• **WRITTEN INSTRUCTION 1**: Count the lines in the rows that contain the string "bare" and reply with only that number.

• **SOURCE PASSAGE**:

◇ ◇ ◇ ◇

# Help with Frankenstein makeup



## Master-Macabre (Sep 13, 2009)

Ok so my Halloween 2009 costume was a modernized Frankenstein. I Loved how it turned out but the makeup was sooo tedious. It looked amazing :zombie: but the green took waaaaay too long to put on  (everything else went fine....ugh but that green). Anyways I used a Ben Nye Master Bruise Wheel to get that green base but it was really hard to set it with translucent powder without making it look really dry or dark and it's inability to hold translucent powder also kept me from putting it on my hands so I was a multi-racial Frankenstein. Since I couldn't set it I had to be careful not to smudge anything and every hour or so check up on it to fix any little imperfections. I mean it looked great but the upkeep with it was crazy. You guys know any green bases I could use that would go on great and look professional like the Ben Nye green I used but still be easy to set/work with for long hours? I'm Attending Weekend of Horrors 2010 in LA and I wanna bring Frank Jr. back  !BTW! I do own an airbrush for airbrush makeup BUT I don't have a portable air compressor I can take to the hotel with me so airbrushing my face isn't a possibility :/ and here's a pic of that oxymoron Ben Nye (So great but such a B****:finger


----------



## funkdaddy (Aug 31, 2009)

◇ ◇ ◇ ◇

• **WRITTEN INSTRUCTION 2**:
Answer these questions from the makeup thread above:
(a) What product did the poster use to get the green base?
(b) What event in 2010 does the poster plan to attend?
(c) What missing equipment keeps the poster from airbrushing at the hotel?

• **DATA**:
◇ ◇ ◇ ◇

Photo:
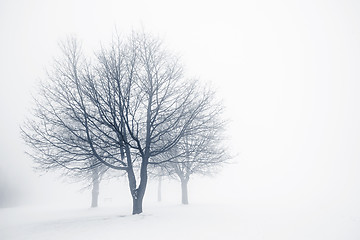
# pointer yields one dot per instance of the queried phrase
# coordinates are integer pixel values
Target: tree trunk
(138, 193)
(159, 190)
(184, 193)
(95, 189)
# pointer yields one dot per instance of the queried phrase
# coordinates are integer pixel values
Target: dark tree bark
(132, 105)
(159, 189)
(184, 191)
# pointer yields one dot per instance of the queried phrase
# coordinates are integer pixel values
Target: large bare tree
(131, 104)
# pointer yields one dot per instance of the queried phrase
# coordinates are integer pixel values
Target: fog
(287, 72)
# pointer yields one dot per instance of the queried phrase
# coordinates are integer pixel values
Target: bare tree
(198, 152)
(130, 106)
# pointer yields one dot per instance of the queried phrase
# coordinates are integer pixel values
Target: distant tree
(127, 107)
(200, 152)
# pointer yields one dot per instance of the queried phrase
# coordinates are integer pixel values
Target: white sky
(288, 72)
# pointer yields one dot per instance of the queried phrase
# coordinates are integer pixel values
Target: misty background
(287, 71)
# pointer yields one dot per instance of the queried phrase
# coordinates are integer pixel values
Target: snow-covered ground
(169, 221)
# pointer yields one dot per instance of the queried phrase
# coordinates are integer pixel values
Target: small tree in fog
(199, 152)
(131, 104)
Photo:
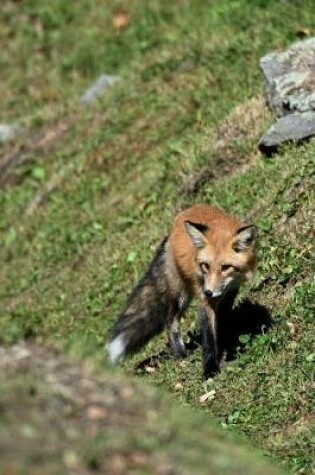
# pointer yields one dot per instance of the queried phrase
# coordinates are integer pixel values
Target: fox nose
(208, 293)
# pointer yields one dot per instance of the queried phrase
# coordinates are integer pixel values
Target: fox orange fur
(207, 255)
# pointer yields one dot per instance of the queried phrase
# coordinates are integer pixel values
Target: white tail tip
(116, 349)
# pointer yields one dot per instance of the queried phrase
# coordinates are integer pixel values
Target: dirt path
(58, 417)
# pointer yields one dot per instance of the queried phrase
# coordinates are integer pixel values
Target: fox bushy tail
(147, 310)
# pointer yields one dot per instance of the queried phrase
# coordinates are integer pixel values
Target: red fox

◇ ◇ ◇ ◇

• **COMPLETE OUTPUT 1**: 2

• **COMPLETE OUTPUT 2**:
(a) A Ben Nye Master Bruise Wheel.
(b) Weekend of Horrors 2010 in LA.
(c) A portable air compressor.